_What to do:_ Continue the passage on genus-level drivers of gut community resilience, starting after its final sentence.

Microbial Drivers at the Genus Level for the Enterotype-Dependent Resilience of Human Microbial Communities

To elucidate the drivers of bidirectional resilience of human gut communities for hosts with different enterotypes, we compared dynamic changes in four representative genera in enterotypes, including their relative abundances (Figures 2A–D) and the operational taxonomic units (OTUs) that were maintained in these genera (Figures 2E–H). We found that the taxonomical structures of the gut microbial community shifted considerably during the stay. The relative abundances of Prevotella, Bacteroides, Ruminococcaceae_unclassified, and Bifidobacterium showed dramatic changes. The average relative abundances of Prevotella and Bacteroides decreased when VT members reached TAT and increased when VT members returned to Beijing (Figures 2A, B), whereas the average relative abundances of Ruminococcaceae_unclassified and Bifidobacterium first increased and then decreased (Figures 2C, D). Moreover, by tracing and comparing common OTUs that were present in at least 10% of VT members, we found that individual OTUs within Prevotella, Bacteroides, Ruminococcaceae_unclassified, and Bifidobacterium exhibited distinguished temporal dynamics and showed a plastic pattern during the long stay (Figures 2E–H). Many of the OTUs belonging to Prevotella displayed plasticity; 71.73% of the OTUs disappeared between the T3 phase and T1 phase, and 39.55% recurred after the VT members returned to Beijing (Figure 2E). In contrast, 72.18% of Bacteroides OTUs disappeared after arrival to TAT, and 47.75% of Bacteroides OTUs recurred after return to Beijing (Figure 2F). This plastic pattern was also observable for certain OTUs in Ruminococcaceae_unclassified and Bifidobacterium (Figures 2G, H). Many Ruminococcaceae_unclassified OTUs (1,101, 56.17%) and Bifidobacterium OTUs (79, 75.24%) appeared at the T2 phase and a large proportion of these OTUs (43.05% and 79.75%) still existed in the T3 phase (Figures 2E–H).

_Data:_
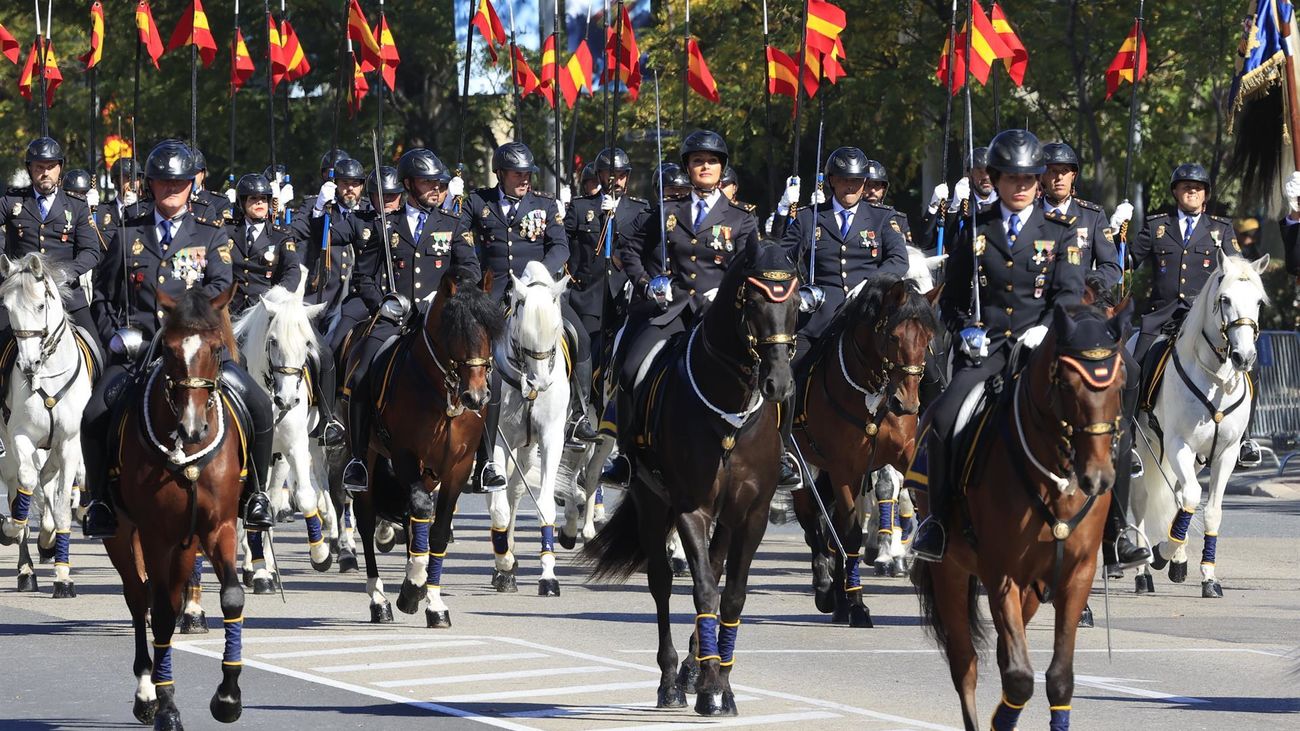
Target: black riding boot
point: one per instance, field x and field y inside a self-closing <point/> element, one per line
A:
<point x="258" y="511"/>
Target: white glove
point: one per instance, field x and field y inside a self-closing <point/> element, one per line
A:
<point x="962" y="190"/>
<point x="326" y="195"/>
<point x="937" y="198"/>
<point x="1034" y="336"/>
<point x="791" y="197"/>
<point x="1292" y="189"/>
<point x="1123" y="213"/>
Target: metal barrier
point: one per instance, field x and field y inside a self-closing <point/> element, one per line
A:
<point x="1277" y="393"/>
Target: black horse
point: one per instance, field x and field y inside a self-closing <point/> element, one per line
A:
<point x="706" y="453"/>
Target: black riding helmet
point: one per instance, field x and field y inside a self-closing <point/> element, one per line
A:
<point x="1015" y="151"/>
<point x="77" y="181"/>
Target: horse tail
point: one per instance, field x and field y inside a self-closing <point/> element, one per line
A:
<point x="615" y="553"/>
<point x="923" y="579"/>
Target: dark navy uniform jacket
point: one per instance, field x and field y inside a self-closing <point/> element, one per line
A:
<point x="273" y="258"/>
<point x="1095" y="238"/>
<point x="66" y="237"/>
<point x="199" y="255"/>
<point x="532" y="232"/>
<point x="1019" y="282"/>
<point x="697" y="258"/>
<point x="445" y="246"/>
<point x="874" y="245"/>
<point x="1178" y="271"/>
<point x="584" y="224"/>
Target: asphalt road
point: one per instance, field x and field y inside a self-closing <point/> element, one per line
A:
<point x="585" y="660"/>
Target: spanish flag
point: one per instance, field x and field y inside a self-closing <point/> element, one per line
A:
<point x="193" y="30"/>
<point x="96" y="38"/>
<point x="148" y="31"/>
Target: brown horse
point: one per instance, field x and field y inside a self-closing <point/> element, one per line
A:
<point x="429" y="392"/>
<point x="857" y="412"/>
<point x="180" y="492"/>
<point x="1034" y="494"/>
<point x="707" y="458"/>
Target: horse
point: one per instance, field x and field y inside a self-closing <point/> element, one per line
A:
<point x="707" y="455"/>
<point x="180" y="487"/>
<point x="1199" y="418"/>
<point x="429" y="389"/>
<point x="1031" y="517"/>
<point x="534" y="396"/>
<point x="857" y="411"/>
<point x="42" y="415"/>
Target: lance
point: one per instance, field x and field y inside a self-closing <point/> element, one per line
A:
<point x="1132" y="129"/>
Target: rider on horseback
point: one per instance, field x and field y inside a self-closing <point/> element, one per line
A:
<point x="163" y="246"/>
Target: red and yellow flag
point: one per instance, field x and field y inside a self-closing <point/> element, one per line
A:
<point x="53" y="77"/>
<point x="1019" y="57"/>
<point x="576" y="74"/>
<point x="241" y="63"/>
<point x="291" y="53"/>
<point x="96" y="38"/>
<point x="148" y="31"/>
<point x="389" y="52"/>
<point x="359" y="31"/>
<point x="489" y="26"/>
<point x="1130" y="64"/>
<point x="698" y="76"/>
<point x="783" y="73"/>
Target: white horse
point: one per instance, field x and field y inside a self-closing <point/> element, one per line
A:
<point x="277" y="341"/>
<point x="1203" y="407"/>
<point x="533" y="411"/>
<point x="46" y="405"/>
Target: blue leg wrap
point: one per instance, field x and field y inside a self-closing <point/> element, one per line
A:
<point x="1178" y="530"/>
<point x="61" y="540"/>
<point x="727" y="643"/>
<point x="499" y="543"/>
<point x="419" y="533"/>
<point x="1006" y="716"/>
<point x="706" y="628"/>
<point x="1209" y="549"/>
<point x="234" y="641"/>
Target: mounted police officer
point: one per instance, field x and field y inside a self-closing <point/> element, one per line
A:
<point x="1093" y="233"/>
<point x="43" y="219"/>
<point x="427" y="245"/>
<point x="168" y="247"/>
<point x="515" y="225"/>
<point x="1025" y="262"/>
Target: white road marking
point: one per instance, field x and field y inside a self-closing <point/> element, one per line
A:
<point x="490" y="677"/>
<point x="424" y="662"/>
<point x="372" y="649"/>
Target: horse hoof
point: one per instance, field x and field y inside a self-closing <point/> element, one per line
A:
<point x="671" y="697"/>
<point x="226" y="710"/>
<point x="144" y="710"/>
<point x="1178" y="571"/>
<point x="381" y="613"/>
<point x="1086" y="619"/>
<point x="347" y="562"/>
<point x="194" y="623"/>
<point x="410" y="597"/>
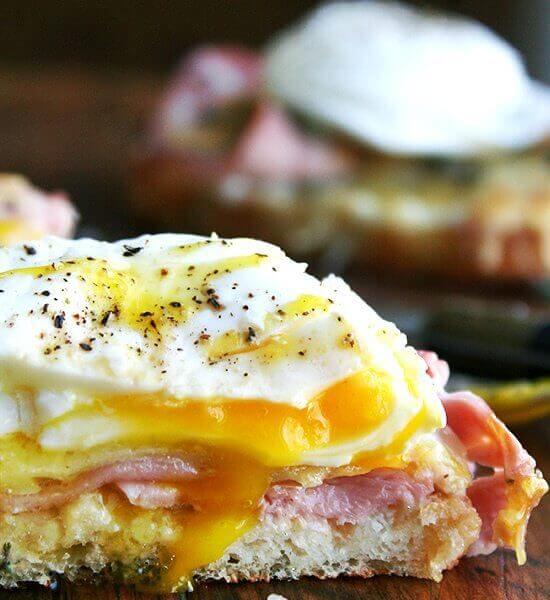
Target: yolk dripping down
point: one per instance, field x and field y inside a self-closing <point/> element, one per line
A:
<point x="248" y="439"/>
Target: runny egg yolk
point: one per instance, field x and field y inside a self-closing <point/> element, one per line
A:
<point x="249" y="441"/>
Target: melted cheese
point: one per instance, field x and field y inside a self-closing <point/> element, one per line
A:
<point x="169" y="342"/>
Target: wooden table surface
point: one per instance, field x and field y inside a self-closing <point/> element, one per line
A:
<point x="92" y="120"/>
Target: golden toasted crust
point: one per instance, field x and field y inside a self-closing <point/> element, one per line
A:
<point x="89" y="538"/>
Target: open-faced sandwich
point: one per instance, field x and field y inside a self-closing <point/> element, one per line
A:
<point x="27" y="213"/>
<point x="175" y="407"/>
<point x="372" y="132"/>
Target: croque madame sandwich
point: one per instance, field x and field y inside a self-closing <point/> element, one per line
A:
<point x="369" y="131"/>
<point x="27" y="212"/>
<point x="175" y="407"/>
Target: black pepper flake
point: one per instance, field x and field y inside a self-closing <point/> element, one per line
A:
<point x="131" y="251"/>
<point x="214" y="303"/>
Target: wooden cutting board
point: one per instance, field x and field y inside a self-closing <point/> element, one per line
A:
<point x="492" y="577"/>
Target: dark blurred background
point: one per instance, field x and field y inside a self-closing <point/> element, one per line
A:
<point x="78" y="79"/>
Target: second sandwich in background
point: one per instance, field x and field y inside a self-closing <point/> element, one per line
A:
<point x="371" y="132"/>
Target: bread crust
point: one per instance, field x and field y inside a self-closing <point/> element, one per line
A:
<point x="491" y="225"/>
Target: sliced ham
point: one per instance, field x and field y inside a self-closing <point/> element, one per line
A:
<point x="505" y="499"/>
<point x="144" y="469"/>
<point x="150" y="495"/>
<point x="273" y="148"/>
<point x="347" y="499"/>
<point x="269" y="146"/>
<point x="38" y="212"/>
<point x="208" y="78"/>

_Written answer:_
FIGURE 2

Figure 2 The dynamics of four dominant genera and the bidirectional resilience of the gut microbial community were associated with enterotype. (A–D) Dynamics of the average relative abundances of Prevotella, Bacteroides, Ruminococcaceae_unclassified, and Bifidobacterium along the temporal axis. OTUs that were shared by at least 10% of fecal samples during the same phase (green bars) were tracked using Sankey plots for (E) Prevotella, (F) Bacteroides, (G) Ruminococcaceae_unclassified, and (H) Bifidobacterium. The heights of bars are proportional to the number of OTUs, and phases are arranged in chronological order. The newly introduced OTUs of each phase are differently colored. The lines represent the transfer of OTUs between phases and are colored by the first phase of appearance. (I) Dynamic changes in Prevotella, Bacteroides, Ruminococcaceae_unclassified, and Bifidobacterium for VT members along the temporal axis. (J) Co-occurrence patterns between the four dominant genera with other genera across the 287 samples, as determined by Spearman’s rank correlation analysis.

To gain more insights into the resilience of gut microbial communities, we divided the fecal samples from VTs into two groups according to their enterotypes in Beijing and explored the dynamic changes in these four genera during the long stay. We found that although changes in Prevotella and Bacteroides differed between enterotype 1 and enterotype 2, the dynamic changes observed in Ruminococcaceae_unclassified and Bifidobacterium were similar (Figure 2I). Furthermore, we found correlations among the four genera (Figure 2J), such as between Sutterella and Bacteroides (rho = 0.516, P = 3.34 × 10⁻¹⁴) and between Clostridium and Ruminococcaceae_unclassified (rho = 0.676, P = 1.88 × 10⁻²⁶).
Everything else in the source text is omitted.